◆ Quelle ◆

+++++

Großes Smartphone zum kleinen Preis

Microsoft Lumia 640 XL im Kurztest

21.05.2015 von Manfred Bremmer
Bereits für unter 200 Euro erhält man mit dem Lumia 640 XL von Microsoft ein Smartphone mit 5,7-Zoll-Display, Quad-Core-CPU, 13-MP-Objektiv von Carl Zeiss und Upgrade-Garantie auf Windows 10. Wir haben uns das günstige Mittelklassen-Phablet genauer angeschaut.

Die für Smartphone-Flaggschiffe wie Samsung Galaxy S6 Edge oder Apple iPhone 6 aufgerufenen Preise dürfen nicht darüber hinwegtäuschen, dass man auch für weniger Geld viel Smartphone erhält. Beispiel dafür ist das jüngst auf den Markt gekommene Lumia 640 XL. Microsoft bietet das Gerät für 219 Euro (UVP) an, in diversen Online-Shops ist es allerdings schon für unter 200 Euro zu haben.

+++++

◆ Ausgewählte Daten ◆
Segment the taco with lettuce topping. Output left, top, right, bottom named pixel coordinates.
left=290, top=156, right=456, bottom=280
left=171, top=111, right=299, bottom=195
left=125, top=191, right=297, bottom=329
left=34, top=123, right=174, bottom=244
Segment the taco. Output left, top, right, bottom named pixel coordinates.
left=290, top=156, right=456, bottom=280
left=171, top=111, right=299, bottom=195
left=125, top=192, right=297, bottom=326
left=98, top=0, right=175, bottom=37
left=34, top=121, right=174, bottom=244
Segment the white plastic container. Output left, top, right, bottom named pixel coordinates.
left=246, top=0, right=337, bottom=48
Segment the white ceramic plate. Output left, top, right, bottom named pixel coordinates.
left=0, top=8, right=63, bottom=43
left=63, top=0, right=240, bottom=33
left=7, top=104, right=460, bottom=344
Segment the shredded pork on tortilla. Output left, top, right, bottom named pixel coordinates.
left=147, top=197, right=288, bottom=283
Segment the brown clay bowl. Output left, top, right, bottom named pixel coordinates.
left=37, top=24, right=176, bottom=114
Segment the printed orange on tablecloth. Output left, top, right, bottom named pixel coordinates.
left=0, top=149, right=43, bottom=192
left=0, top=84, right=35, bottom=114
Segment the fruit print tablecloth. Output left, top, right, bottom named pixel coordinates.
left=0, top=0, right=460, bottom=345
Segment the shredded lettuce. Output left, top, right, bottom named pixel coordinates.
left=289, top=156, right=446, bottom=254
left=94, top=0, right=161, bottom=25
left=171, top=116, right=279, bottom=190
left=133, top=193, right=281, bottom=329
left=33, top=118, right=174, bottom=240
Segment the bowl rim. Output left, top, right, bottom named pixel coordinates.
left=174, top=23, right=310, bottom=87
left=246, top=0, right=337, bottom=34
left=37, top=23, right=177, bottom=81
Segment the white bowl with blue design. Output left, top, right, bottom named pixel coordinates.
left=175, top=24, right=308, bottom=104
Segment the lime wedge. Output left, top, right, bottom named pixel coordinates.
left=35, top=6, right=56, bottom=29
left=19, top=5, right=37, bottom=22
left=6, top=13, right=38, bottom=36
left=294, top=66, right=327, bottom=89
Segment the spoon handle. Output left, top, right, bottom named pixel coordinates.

+++++

Nenne den Preis, zu dem Microsoft das Lumia 640 XL laut dem Kurztest in der Quelle als unverbindliche Preisempfehlung anbietet.

◆ Antwort unten ◆
219 Euro (UVP).